*Required task*. Format each line of the records below as a row in a Markdown table, skipping blank lines. Use two columns, No. for the row number and Text for the line.

*Given data*.

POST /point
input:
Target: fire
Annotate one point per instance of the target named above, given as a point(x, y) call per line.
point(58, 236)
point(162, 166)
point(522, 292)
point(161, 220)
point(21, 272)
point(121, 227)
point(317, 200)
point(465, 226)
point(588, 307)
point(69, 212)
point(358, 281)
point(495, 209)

*Solution for this exercise*.
| No. | Text |
|---|---|
| 1 | POST /point |
| 2 | input: |
| 3 | Target: fire |
| 4 | Annotate one point per instance of the target named above, given as a point(x, y) call per line. |
| 5 | point(58, 236) |
| 6 | point(162, 166) |
| 7 | point(522, 292) |
| 8 | point(161, 220) |
| 9 | point(21, 272) |
| 10 | point(121, 227) |
| 11 | point(317, 200) |
| 12 | point(465, 226) |
| 13 | point(588, 307) |
| 14 | point(69, 212) |
| 15 | point(358, 281) |
| 16 | point(495, 209) |